* AIM
Please copy the lines from the beginning up to and including the line with "x=557, y=312", requests and all. Shift every answer point by adding 89 to both its x and y coordinates.

* ENTRIES SUPPLIED
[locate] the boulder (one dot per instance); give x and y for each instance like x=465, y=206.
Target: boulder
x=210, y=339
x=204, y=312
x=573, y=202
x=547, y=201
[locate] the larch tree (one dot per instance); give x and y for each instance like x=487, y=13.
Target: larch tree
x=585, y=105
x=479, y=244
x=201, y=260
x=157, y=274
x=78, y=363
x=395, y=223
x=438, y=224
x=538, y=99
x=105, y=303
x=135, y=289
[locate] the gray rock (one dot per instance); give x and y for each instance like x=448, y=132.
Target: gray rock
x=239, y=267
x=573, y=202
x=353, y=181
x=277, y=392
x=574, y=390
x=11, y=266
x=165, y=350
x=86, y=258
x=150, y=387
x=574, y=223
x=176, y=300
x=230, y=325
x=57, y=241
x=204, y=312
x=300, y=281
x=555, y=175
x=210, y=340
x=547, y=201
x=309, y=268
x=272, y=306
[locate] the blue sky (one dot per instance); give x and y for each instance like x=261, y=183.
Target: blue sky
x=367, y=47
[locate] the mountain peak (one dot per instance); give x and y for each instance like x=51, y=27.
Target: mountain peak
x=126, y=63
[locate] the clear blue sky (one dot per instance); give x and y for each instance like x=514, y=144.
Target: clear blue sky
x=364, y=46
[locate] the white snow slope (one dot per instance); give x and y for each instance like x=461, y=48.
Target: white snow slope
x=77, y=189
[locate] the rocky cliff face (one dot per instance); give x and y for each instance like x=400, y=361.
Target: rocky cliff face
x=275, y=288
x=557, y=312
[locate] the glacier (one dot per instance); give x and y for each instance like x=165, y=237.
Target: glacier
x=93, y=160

* EXERCISE RESULT
[locate] the boulder (one dot per instance); give x and y for each instance like x=465, y=206.
Target: boulder
x=299, y=428
x=293, y=401
x=662, y=291
x=636, y=290
[locate] the larch tree (one dot per instance); give x and y for each instance like x=487, y=13.
Target: larch tree
x=674, y=194
x=568, y=333
x=290, y=349
x=246, y=363
x=167, y=452
x=484, y=312
x=527, y=313
x=627, y=188
x=194, y=392
x=224, y=378
[locate] the gray rock (one dot per instance); give x and y for each instance like x=448, y=132.
Target: gray rock
x=328, y=356
x=662, y=291
x=442, y=270
x=366, y=481
x=663, y=479
x=100, y=355
x=254, y=439
x=175, y=347
x=239, y=476
x=663, y=312
x=265, y=389
x=319, y=414
x=146, y=330
x=293, y=401
x=389, y=370
x=644, y=264
x=299, y=429
x=636, y=290
x=398, y=357
x=361, y=395
[locate] the blue sky (one dot per instance); give x and y for each instance like x=261, y=183.
Target: blue sky
x=456, y=136
[locate] the mountain peak (one dot per instance); give x and y for each instance like x=51, y=27.
Target: mountain peak
x=215, y=152
[locate] the clear blue sky (one dot per instance); give x and y for each instance like x=514, y=144.
Target: clear blue sky
x=453, y=135
[locate] the white snow slope (one dot per instance); give x and y for each instance like x=461, y=48.
Target: white snow slope
x=166, y=278
[locate] the rocky cliff face (one dot per instance); give x and y for each instance like x=400, y=361.
Target: rocky cliff face
x=364, y=377
x=646, y=401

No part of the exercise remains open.